■ Your assignment
Restate all of the data precisely, omitting nothing.
= = = = = = =
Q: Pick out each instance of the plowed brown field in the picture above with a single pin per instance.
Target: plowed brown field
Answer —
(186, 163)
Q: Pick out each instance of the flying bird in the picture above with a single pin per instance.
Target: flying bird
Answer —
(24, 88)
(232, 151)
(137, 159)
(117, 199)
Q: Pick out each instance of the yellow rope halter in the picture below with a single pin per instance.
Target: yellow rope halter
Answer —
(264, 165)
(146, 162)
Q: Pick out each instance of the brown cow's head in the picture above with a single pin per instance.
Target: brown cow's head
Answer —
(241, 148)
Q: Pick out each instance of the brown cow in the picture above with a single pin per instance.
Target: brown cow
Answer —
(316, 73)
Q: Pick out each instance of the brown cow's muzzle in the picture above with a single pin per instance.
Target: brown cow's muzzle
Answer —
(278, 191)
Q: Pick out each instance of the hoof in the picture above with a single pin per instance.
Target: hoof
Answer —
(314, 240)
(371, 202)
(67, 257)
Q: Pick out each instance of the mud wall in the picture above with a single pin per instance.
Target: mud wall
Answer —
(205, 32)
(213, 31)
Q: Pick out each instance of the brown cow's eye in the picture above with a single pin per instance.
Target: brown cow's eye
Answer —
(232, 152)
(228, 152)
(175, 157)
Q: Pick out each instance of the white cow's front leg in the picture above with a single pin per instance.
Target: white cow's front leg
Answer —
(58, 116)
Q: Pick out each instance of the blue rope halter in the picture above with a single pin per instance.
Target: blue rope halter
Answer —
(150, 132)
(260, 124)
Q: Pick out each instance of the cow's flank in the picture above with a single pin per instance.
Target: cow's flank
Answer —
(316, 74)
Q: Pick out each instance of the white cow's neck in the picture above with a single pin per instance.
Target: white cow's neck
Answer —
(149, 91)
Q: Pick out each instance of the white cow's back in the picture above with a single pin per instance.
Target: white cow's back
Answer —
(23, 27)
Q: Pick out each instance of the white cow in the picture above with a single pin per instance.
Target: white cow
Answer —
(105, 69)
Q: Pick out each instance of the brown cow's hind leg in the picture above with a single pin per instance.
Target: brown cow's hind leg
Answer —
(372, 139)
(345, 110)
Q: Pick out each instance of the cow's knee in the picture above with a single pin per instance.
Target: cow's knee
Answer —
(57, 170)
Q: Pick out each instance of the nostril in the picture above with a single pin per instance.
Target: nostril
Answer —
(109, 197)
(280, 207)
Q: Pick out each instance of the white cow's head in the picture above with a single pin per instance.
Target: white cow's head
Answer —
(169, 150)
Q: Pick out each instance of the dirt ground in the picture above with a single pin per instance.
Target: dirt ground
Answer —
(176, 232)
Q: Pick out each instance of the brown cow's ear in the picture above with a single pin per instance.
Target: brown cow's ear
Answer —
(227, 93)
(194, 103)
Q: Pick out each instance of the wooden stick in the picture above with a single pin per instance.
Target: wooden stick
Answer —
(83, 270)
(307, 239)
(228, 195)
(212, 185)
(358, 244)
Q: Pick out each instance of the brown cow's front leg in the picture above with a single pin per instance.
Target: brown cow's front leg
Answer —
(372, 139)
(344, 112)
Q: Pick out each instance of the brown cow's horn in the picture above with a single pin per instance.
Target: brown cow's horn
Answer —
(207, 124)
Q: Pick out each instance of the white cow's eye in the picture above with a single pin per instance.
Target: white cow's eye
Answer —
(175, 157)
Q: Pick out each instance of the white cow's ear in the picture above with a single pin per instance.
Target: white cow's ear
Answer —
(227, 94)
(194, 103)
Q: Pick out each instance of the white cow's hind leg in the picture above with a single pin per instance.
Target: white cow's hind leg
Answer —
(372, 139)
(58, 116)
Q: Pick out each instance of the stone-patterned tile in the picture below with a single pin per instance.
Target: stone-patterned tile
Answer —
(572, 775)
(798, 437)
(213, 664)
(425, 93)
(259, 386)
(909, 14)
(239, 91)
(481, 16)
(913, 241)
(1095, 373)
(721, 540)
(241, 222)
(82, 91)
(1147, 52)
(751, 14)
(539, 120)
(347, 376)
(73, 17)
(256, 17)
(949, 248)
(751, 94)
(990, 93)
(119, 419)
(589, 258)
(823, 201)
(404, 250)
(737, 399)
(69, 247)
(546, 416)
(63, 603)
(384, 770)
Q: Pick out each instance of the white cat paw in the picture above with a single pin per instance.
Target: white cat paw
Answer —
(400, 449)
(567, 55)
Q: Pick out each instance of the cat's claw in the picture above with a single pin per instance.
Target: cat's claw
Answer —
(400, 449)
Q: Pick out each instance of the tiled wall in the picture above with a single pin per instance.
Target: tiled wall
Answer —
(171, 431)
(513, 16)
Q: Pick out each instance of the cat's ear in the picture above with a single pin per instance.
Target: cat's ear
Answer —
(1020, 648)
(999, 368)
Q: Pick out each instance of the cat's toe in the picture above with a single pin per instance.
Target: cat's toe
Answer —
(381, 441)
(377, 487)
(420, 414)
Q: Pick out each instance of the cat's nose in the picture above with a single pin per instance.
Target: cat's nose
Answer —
= = = = = = =
■ Reply to the task
Q: Pick out each instance of the plowed brown field in the picture above with a single pin per instance.
Target: plowed brown field
Answer —
(186, 163)
Q: Pick out each instance of the flying bird in the picture above with a single pin per instance.
Target: flying bird
Answer —
(24, 88)
(232, 151)
(137, 159)
(117, 199)
Q: Pick out each instance of the yellow rope halter in the picture below with a single pin per instance.
Target: yellow rope halter
Answer —
(264, 165)
(146, 162)
Q: Pick out each instance of the brown cow's head in the picture above with a single pin per instance.
Target: brown cow's head
Answer —
(241, 148)
Q: Pick out each instance of the brown cow in the picture above with a single pin per instance.
Target: brown cow
Answer —
(316, 73)
Q: Pick out each instance of the brown cow's muzzle in the picture above with a single pin per instance.
Target: brown cow's muzzle
Answer —
(278, 191)
Q: Pick out each instance of the hoof in the picture above with a single pin per instance.
Target: hoof
Answer —
(314, 240)
(371, 202)
(67, 257)
Q: Pick out each instance of the mud wall in the picture above with a single pin per instance.
Target: mud wall
Answer —
(205, 32)
(213, 31)
Q: Pick out each instance of the brown cow's eye in the picture above with a single pin per instance.
Target: brown cow's eye
Answer —
(232, 152)
(228, 152)
(175, 157)
Q: Pick out each instance of the white cow's front leg in the picture above with a single pin per instance.
Target: white cow's front leg
Answer —
(58, 116)
Q: Pick out each instance of the blue rope halter in the picture above with a single pin per instance.
Target: blue rope halter
Answer —
(150, 132)
(260, 124)
Q: Pick out each instance of the cow's flank in the picture above with a single pin per instance.
Target: cow's flank
Answer —
(316, 74)
Q: Pick out each instance of the white cow's neck in the picture above with a single pin per instance.
Target: white cow's neck
Answer —
(149, 91)
Q: Pick out each instance of the white cow's back in the picture above with a single pin per instance.
Target: white cow's back
Answer —
(23, 27)
Q: Pick out each instance of the white cow in the picture above with a single pin per instance.
Target: white cow
Answer —
(105, 69)
Q: Pick out each instance of the brown cow's hind leg in the picture above with a single pin per instance.
Target: brown cow's hind leg
Answer —
(372, 139)
(345, 110)
Q: Pick out each instance of the cow's knee in the picture above with a single pin per instance.
Target: cow's knee
Answer —
(57, 170)
Q: Pick out each instance of the nostril in the picture above with a single pin per instance.
Target: nostril
Answer —
(109, 197)
(280, 207)
Q: Pick out each instance of the white cow's head in the picture above with a single pin per instance.
Target: white cow's head
Answer —
(169, 150)
Q: Pick out each instance of the dirt ground in the picture above with a single pin per instance.
Target: dirt ground
Answer —
(176, 232)
Q: Pick out each instance of the brown cow's ear in the picture above with a single pin per instance.
Target: brown cow's ear
Answer —
(227, 93)
(194, 103)
Q: Pick out each instance of the wooden stick in the picture above with a single pin per instance.
Target: wooden stick
Answer —
(83, 270)
(307, 239)
(228, 195)
(212, 185)
(358, 244)
Q: Pick out each instance of the brown cow's front leg in the picture above with a single pin per instance.
Target: brown cow's front leg
Answer —
(372, 139)
(344, 112)
Q: Pick out each instance of the brown cow's horn in the picture above with a single pin per instance.
Target: brown cow's horn
Answer —
(207, 124)
Q: Pick out each instance of the white cow's eye in the picture above with a single pin per instance.
Target: white cow's eye
Answer —
(175, 157)
Q: Pick out each instance of the white cow's ear in the picture above with a single pin per instance.
Target: white cow's ear
Answer —
(227, 94)
(194, 103)
Q: Pick out each instance of the white cow's hind leg in the picture above with a single pin per instance.
Target: white cow's hind leg
Answer —
(372, 139)
(58, 116)
Q: Pick out each instance of the stone-patterned tile in the picture below with a single pin per instance.
Target: stone-patterned tile
Answer —
(572, 775)
(798, 437)
(213, 664)
(425, 93)
(259, 386)
(909, 14)
(239, 91)
(481, 16)
(913, 241)
(1095, 373)
(721, 540)
(241, 222)
(82, 91)
(1147, 52)
(751, 14)
(539, 120)
(347, 376)
(73, 17)
(256, 17)
(949, 248)
(751, 94)
(990, 93)
(119, 419)
(589, 258)
(823, 201)
(404, 250)
(737, 399)
(69, 247)
(546, 416)
(63, 603)
(384, 770)
Q: Pick out each instance of the white cat paw in the picture above with a single pin per instance.
Target: white cat paw
Answer —
(400, 449)
(567, 55)
Q: Pick out each instance of the cat's claw in the picture above with a single pin per instance.
Target: cat's claw
Answer —
(400, 449)
Q: Pick out each instance of the tiled wall in the picture above with a single pin per instance.
Target: tiled wall
Answer —
(171, 431)
(513, 16)
Q: Pick out each instance of the cat's ear in the picture above with a single pin per instance.
Target: cat's ear
Answer —
(1020, 648)
(999, 368)
Q: Pick out each instance of the cat's toe in the picture above with a single pin per instance.
Target: cat's toe
Answer —
(381, 441)
(377, 487)
(420, 414)
Q: Pick out each instance of the cat's nose in the picture above with a single pin per instance.
Target: cat's nose
Answer —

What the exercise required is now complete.